◆ WHAT IS EXPECTED ◆
All lines from the one containing "of the thumb" to the end of the listing below should be output exactly; omit the pictures.

◆ DATA FOR THIS TASK ◆
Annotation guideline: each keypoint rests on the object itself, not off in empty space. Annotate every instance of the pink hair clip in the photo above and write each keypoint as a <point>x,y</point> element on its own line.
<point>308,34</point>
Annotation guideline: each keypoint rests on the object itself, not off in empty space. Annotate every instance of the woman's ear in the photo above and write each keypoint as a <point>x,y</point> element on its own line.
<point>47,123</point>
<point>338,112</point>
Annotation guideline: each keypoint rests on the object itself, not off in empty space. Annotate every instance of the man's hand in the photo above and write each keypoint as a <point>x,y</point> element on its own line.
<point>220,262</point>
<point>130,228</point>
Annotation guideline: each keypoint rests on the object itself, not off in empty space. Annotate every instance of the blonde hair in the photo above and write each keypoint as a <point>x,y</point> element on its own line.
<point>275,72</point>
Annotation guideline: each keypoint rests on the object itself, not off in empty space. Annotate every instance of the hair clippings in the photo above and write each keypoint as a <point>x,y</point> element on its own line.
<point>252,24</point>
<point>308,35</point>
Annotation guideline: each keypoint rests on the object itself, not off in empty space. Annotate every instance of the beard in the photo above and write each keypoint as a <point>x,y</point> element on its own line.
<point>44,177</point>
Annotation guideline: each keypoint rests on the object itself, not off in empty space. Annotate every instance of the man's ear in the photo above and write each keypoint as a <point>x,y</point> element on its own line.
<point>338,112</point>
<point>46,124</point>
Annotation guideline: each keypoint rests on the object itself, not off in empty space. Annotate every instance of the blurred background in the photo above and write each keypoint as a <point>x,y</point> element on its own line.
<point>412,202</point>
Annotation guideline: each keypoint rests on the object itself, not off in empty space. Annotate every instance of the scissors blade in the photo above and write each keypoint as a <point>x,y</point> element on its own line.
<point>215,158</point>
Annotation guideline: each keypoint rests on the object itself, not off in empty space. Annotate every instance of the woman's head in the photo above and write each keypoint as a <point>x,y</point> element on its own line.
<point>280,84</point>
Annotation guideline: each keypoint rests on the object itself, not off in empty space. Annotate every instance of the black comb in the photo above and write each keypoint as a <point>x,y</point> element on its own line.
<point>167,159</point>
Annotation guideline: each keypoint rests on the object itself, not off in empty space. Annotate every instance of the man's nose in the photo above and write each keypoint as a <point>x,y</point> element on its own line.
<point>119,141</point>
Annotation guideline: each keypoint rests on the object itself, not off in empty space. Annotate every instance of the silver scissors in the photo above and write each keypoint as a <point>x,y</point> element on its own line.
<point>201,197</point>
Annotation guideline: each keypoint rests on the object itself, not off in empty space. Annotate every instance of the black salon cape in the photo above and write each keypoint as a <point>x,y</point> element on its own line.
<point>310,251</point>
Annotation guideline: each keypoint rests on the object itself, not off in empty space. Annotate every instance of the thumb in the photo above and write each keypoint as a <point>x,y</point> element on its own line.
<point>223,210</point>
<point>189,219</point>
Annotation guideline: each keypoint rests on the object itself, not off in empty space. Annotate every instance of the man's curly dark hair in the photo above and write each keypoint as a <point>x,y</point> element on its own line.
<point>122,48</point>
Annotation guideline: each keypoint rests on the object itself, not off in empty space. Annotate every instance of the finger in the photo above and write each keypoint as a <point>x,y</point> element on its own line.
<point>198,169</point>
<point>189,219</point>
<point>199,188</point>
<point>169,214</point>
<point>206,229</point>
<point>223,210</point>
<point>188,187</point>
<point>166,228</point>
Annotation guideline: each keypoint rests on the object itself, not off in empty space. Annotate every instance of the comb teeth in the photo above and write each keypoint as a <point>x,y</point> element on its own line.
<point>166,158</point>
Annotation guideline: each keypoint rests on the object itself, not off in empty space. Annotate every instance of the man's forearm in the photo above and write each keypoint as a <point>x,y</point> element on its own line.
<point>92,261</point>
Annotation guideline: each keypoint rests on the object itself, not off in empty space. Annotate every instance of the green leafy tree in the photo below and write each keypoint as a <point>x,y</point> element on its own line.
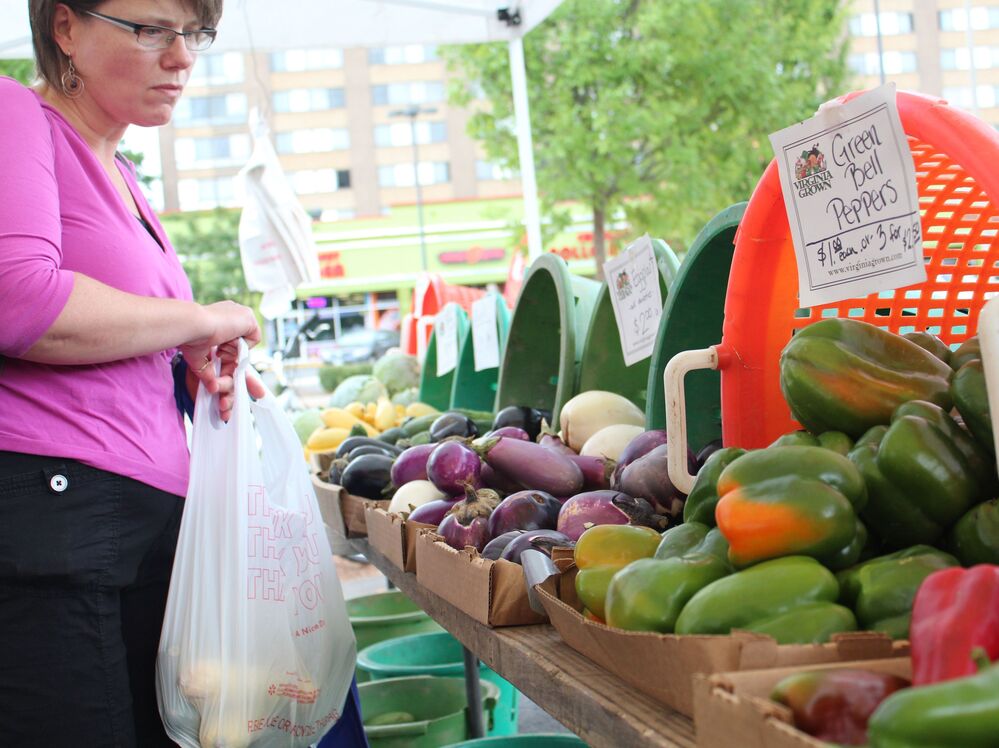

◆ ANSWER TO THE PROBLEM ◆
Annotation guideline: each keypoint rests on the object itself, not off in empty space. Annotate every instance of the thumb in the photo above and write each keypoint as a <point>x,y</point> element on its own line.
<point>223,210</point>
<point>189,219</point>
Annotation guideline: each keypoint rests on the object itself, not off in empty space. Annotate every instance of the man's curly dark hair in the photo above and write each keypoint as a <point>x,y</point> element on its own line.
<point>122,48</point>
Annotation guideline: each keypoint rests on the object itself, not off in empty space. Annotate every instance of the finger in the photo above and write each keypoint as a <point>x,y</point> element on its own line.
<point>198,169</point>
<point>189,219</point>
<point>199,188</point>
<point>169,214</point>
<point>206,229</point>
<point>223,210</point>
<point>188,187</point>
<point>166,228</point>
Annotation guideline: each keypoint rests on the object itself, not off in empty space. Annotate every instance of the comb teeth in the photo above and write each keypoint as a <point>x,y</point> element on its own line.
<point>166,158</point>
Annotation guideline: each keypoint rests on the object itself, not off in empty space. Annotate every instance of the man's forearm in the photo above and write each keypoint as a <point>x,y</point> element on its own line.
<point>92,261</point>
Annotation guideline: each keypoint rests on the object itself, not off in empty space. Annotate every instance of the green leafy tree in the photo below and write each keypoint as a <point>x,y</point> element on its own line.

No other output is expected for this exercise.